_THE TASK:_
Give the listing below again in full, exactly as written.

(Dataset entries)
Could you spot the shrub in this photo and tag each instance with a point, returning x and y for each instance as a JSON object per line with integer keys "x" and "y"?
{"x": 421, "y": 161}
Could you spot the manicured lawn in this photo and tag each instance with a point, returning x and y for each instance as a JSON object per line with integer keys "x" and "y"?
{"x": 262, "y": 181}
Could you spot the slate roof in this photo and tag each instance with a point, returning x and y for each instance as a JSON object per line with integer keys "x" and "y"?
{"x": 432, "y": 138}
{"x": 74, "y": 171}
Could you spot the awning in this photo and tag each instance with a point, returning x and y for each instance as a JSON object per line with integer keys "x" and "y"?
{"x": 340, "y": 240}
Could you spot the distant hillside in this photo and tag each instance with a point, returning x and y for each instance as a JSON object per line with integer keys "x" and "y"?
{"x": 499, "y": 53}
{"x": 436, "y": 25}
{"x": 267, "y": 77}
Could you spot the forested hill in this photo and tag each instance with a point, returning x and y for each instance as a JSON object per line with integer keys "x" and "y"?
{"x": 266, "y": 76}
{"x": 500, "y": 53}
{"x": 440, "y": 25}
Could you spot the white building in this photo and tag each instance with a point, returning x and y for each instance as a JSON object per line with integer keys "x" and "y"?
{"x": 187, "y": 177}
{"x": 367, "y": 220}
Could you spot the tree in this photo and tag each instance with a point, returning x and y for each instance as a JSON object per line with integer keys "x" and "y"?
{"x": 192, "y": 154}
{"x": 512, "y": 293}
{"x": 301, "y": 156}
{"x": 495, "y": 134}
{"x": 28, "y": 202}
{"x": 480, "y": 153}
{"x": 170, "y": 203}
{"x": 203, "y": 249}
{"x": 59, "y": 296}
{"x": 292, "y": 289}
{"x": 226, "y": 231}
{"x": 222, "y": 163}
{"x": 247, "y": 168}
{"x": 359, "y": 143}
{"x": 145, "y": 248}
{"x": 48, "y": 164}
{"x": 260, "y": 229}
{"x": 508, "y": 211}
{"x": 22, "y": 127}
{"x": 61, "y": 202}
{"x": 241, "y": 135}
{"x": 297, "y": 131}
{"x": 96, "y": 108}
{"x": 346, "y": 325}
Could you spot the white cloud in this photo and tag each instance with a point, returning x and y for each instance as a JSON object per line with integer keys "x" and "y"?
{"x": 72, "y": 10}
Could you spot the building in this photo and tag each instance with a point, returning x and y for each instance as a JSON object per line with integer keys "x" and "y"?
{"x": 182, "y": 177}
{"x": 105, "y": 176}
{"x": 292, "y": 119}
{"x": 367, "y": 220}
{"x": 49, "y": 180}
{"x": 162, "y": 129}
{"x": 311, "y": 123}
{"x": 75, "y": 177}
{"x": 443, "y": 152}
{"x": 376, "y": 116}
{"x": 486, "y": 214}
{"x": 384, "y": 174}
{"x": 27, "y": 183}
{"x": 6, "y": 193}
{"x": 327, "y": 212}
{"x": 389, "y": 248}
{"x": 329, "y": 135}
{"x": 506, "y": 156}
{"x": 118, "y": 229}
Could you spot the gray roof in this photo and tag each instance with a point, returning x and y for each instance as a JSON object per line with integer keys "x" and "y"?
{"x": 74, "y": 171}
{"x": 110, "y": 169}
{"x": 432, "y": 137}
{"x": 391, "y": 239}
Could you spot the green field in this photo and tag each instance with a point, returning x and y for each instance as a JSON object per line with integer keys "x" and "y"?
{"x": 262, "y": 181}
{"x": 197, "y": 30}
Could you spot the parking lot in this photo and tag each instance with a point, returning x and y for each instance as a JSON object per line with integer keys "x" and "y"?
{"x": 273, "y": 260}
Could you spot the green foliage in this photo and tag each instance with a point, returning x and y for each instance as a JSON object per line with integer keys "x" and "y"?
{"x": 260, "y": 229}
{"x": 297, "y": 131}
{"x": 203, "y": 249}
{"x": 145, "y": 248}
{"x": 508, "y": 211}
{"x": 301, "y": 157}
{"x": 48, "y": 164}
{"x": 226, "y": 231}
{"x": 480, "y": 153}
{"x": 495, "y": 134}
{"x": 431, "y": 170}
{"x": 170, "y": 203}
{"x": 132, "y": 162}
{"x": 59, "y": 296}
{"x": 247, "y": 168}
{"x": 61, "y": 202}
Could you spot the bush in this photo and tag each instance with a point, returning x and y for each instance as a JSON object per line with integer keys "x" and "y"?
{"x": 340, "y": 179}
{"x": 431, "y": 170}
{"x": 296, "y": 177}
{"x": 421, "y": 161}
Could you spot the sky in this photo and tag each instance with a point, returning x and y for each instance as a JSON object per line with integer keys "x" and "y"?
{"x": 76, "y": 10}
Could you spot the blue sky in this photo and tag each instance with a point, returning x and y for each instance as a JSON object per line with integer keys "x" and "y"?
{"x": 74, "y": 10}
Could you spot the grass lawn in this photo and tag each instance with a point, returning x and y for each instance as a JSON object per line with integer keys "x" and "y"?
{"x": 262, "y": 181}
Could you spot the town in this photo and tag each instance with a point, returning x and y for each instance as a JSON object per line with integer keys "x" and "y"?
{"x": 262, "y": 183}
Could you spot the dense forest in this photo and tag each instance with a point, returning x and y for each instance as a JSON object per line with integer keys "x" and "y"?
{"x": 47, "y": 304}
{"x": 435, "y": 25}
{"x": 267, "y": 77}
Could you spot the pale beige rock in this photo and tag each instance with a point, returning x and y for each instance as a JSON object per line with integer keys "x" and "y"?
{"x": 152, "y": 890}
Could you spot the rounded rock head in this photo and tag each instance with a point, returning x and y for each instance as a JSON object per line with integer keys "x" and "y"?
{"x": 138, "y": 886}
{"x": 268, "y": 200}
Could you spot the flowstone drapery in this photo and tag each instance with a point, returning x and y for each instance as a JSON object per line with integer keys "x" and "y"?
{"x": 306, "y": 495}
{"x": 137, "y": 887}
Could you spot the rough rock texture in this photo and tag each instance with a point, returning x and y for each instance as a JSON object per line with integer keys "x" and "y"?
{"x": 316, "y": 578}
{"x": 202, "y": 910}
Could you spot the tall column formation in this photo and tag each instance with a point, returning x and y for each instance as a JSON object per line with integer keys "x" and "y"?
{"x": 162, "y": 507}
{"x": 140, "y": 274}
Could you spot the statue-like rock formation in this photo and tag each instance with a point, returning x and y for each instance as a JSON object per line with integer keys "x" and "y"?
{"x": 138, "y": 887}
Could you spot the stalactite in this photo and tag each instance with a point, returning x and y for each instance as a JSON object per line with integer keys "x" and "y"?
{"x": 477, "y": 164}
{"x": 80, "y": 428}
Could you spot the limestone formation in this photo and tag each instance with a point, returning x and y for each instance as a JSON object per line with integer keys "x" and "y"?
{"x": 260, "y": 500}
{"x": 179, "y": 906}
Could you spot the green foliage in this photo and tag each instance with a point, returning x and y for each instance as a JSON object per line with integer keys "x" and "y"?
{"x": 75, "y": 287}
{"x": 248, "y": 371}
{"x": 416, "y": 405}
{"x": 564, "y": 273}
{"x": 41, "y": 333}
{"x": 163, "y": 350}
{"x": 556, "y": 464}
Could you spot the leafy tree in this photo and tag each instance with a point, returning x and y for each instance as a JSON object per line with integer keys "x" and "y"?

_OUTPUT:_
Could you spot the shrub in this photo and tag each instance with a point, returning x and y for each instance as a JSON object per line with integer keys "x" and "y"?
{"x": 421, "y": 161}
Could you spot the manicured lawn in this photo and tag each instance with a point, returning x and y for each instance as a JSON object per line with integer keys "x" and "y"?
{"x": 262, "y": 181}
Could you spot the slate roof in this photo and tag each instance with a point, returning x and y for each instance as a JSON object per line with integer keys "x" and "y"?
{"x": 432, "y": 138}
{"x": 74, "y": 171}
Could you spot the awning in this photo and tag each instance with a point, returning x and y for each instance as a JSON object per line with integer keys "x" and "y"?
{"x": 340, "y": 240}
Could you spot the distant hillside in this photo and tag each instance with a point, returning x and y for each instance as a JSON object per line with integer keys "x" and "y"?
{"x": 499, "y": 53}
{"x": 436, "y": 25}
{"x": 267, "y": 77}
Could you spot the forested hill in this photo and tag each instance with a point, returning x and y for each instance as a JSON object per line with integer keys "x" and "y"?
{"x": 266, "y": 76}
{"x": 500, "y": 53}
{"x": 440, "y": 25}
Could you spot the white building in this photo and tag each instance with a point, returning x and y for each instance as a JSON object per line with integer keys "x" and "y"?
{"x": 187, "y": 177}
{"x": 367, "y": 220}
Could you spot the tree in this photo and tag each instance with a point, returning x and y for each instance as a JSON object per line with integer keys "x" and "y"?
{"x": 192, "y": 154}
{"x": 512, "y": 293}
{"x": 301, "y": 156}
{"x": 495, "y": 134}
{"x": 28, "y": 202}
{"x": 480, "y": 153}
{"x": 170, "y": 203}
{"x": 203, "y": 249}
{"x": 59, "y": 296}
{"x": 292, "y": 289}
{"x": 226, "y": 231}
{"x": 222, "y": 163}
{"x": 247, "y": 168}
{"x": 359, "y": 143}
{"x": 145, "y": 248}
{"x": 48, "y": 164}
{"x": 260, "y": 229}
{"x": 508, "y": 211}
{"x": 22, "y": 127}
{"x": 61, "y": 202}
{"x": 241, "y": 135}
{"x": 297, "y": 131}
{"x": 96, "y": 108}
{"x": 346, "y": 325}
Could you spot the white cloud in this photo and tag each instance with a point, returning x and y for each instance as a JSON object per line with integer keys "x" and "y"?
{"x": 72, "y": 10}
Could you spot the building in this photo and tag each instance with a point, returning x and y for each instance as a JSON object per line with integer keys "x" and "y"?
{"x": 182, "y": 177}
{"x": 105, "y": 176}
{"x": 292, "y": 119}
{"x": 367, "y": 220}
{"x": 49, "y": 180}
{"x": 162, "y": 129}
{"x": 311, "y": 123}
{"x": 75, "y": 177}
{"x": 443, "y": 152}
{"x": 376, "y": 116}
{"x": 486, "y": 214}
{"x": 384, "y": 174}
{"x": 27, "y": 183}
{"x": 6, "y": 193}
{"x": 327, "y": 212}
{"x": 389, "y": 248}
{"x": 329, "y": 135}
{"x": 506, "y": 156}
{"x": 118, "y": 229}
Could you spot the gray roof in this photo and tag each instance with a point, returning x and y for each instance as a JSON object per line with integer keys "x" and "y"?
{"x": 74, "y": 171}
{"x": 110, "y": 169}
{"x": 432, "y": 137}
{"x": 391, "y": 239}
Could you spot the green field in this photo and tag each instance with a point, returning x and y for each instance as a JSON object per line with integer keys "x" and "y"?
{"x": 262, "y": 181}
{"x": 197, "y": 30}
Could you spot the parking lot in this photo and tag each instance with a point, returning x and y for each instance as a JSON object per line with integer keys "x" and "y"?
{"x": 273, "y": 260}
Could you spot the green foliage in this photo and tag each instance with a point, returning x and y for each instance as a JSON object per line with integer keys "x" and "y"?
{"x": 260, "y": 229}
{"x": 297, "y": 131}
{"x": 203, "y": 249}
{"x": 145, "y": 248}
{"x": 508, "y": 211}
{"x": 301, "y": 157}
{"x": 48, "y": 164}
{"x": 226, "y": 231}
{"x": 480, "y": 153}
{"x": 495, "y": 134}
{"x": 431, "y": 170}
{"x": 170, "y": 203}
{"x": 132, "y": 162}
{"x": 59, "y": 296}
{"x": 247, "y": 168}
{"x": 61, "y": 202}
Could you spot the bush in this photo and tag each instance with a point, returning x and y for each instance as a JSON object per line with integer keys "x" and "y"?
{"x": 340, "y": 179}
{"x": 431, "y": 170}
{"x": 296, "y": 177}
{"x": 421, "y": 161}
Could you spot the sky in this photo and tag each instance with a point, returning x and y for each instance as a JSON object per line with integer keys "x" and "y"?
{"x": 76, "y": 10}
Could you spot the blue sky in this photo and tag each instance with a point, returning x and y for each instance as a JSON object per line with integer keys "x" and "y"?
{"x": 74, "y": 10}
Could you spot the grass lawn in this photo and tag each instance with a point, returning x and y for each instance as a JSON object per line with integer keys "x" and "y"?
{"x": 262, "y": 181}
Could you spot the town in this photo and tag each instance with a point, returning x and y for each instance as a JSON object per line with integer keys "x" and "y"?
{"x": 262, "y": 183}
Could you spot the dense forest in this photo and tag each instance with a point, returning x and y for each instance as a JSON object per line with integer keys "x" and "y"?
{"x": 47, "y": 304}
{"x": 435, "y": 25}
{"x": 267, "y": 77}
Could you spot the pale beige rock in this photo and tag each instance with a point, returning x and y for each instance as a JSON object per line with integer keys "x" and "y"?
{"x": 152, "y": 890}
Could you spot the rounded rock head in this photo and tag each instance with a point, returning x and y for each instance as a JSON object per line with integer keys "x" and "y"?
{"x": 138, "y": 886}
{"x": 268, "y": 200}
Could you spot the flowstone drapery in this photo and tag each instance with a point, returning x and y for each instance as a JSON object per line with integer keys "x" and "y"?
{"x": 306, "y": 495}
{"x": 137, "y": 887}
Could you spot the rough rock texture in this photo and tag each instance with a point, returning x and y for each instance as a JSON object per line with integer keys "x" and "y"?
{"x": 316, "y": 578}
{"x": 202, "y": 910}
Could you spot the tall column formation in this photo and tag each instance with a point, returning x and y for each instance as a JSON object per line with integer keys "x" and "y"?
{"x": 162, "y": 507}
{"x": 140, "y": 274}
Could you spot the statue-like rock formation in this photo and tag each instance with a point, returning x and y for each instance as a JSON object per line with integer keys "x" and "y"?
{"x": 138, "y": 887}
Could you spot the stalactite in this photo and tag each instance with a point, returning x and y for each instance as a JSON object per line with integer keys "x" and "y"?
{"x": 477, "y": 164}
{"x": 80, "y": 428}
Could you spot the limestone formation in this photo and tag each instance with a point, returning x and y for each instance as a JSON object per line with integer keys "x" and "y"?
{"x": 260, "y": 500}
{"x": 179, "y": 906}
Could you spot the green foliage in this photo and tag each instance with a point, returning x and y for each instance as a JSON object per line with integer keys "x" and "y"?
{"x": 75, "y": 287}
{"x": 248, "y": 371}
{"x": 416, "y": 405}
{"x": 564, "y": 273}
{"x": 41, "y": 333}
{"x": 163, "y": 350}
{"x": 556, "y": 464}
Could you spot the leafy tree in this photo and tag each instance with a point, returning x and y for each instance as a JSON object per line with integer keys "x" and "y"?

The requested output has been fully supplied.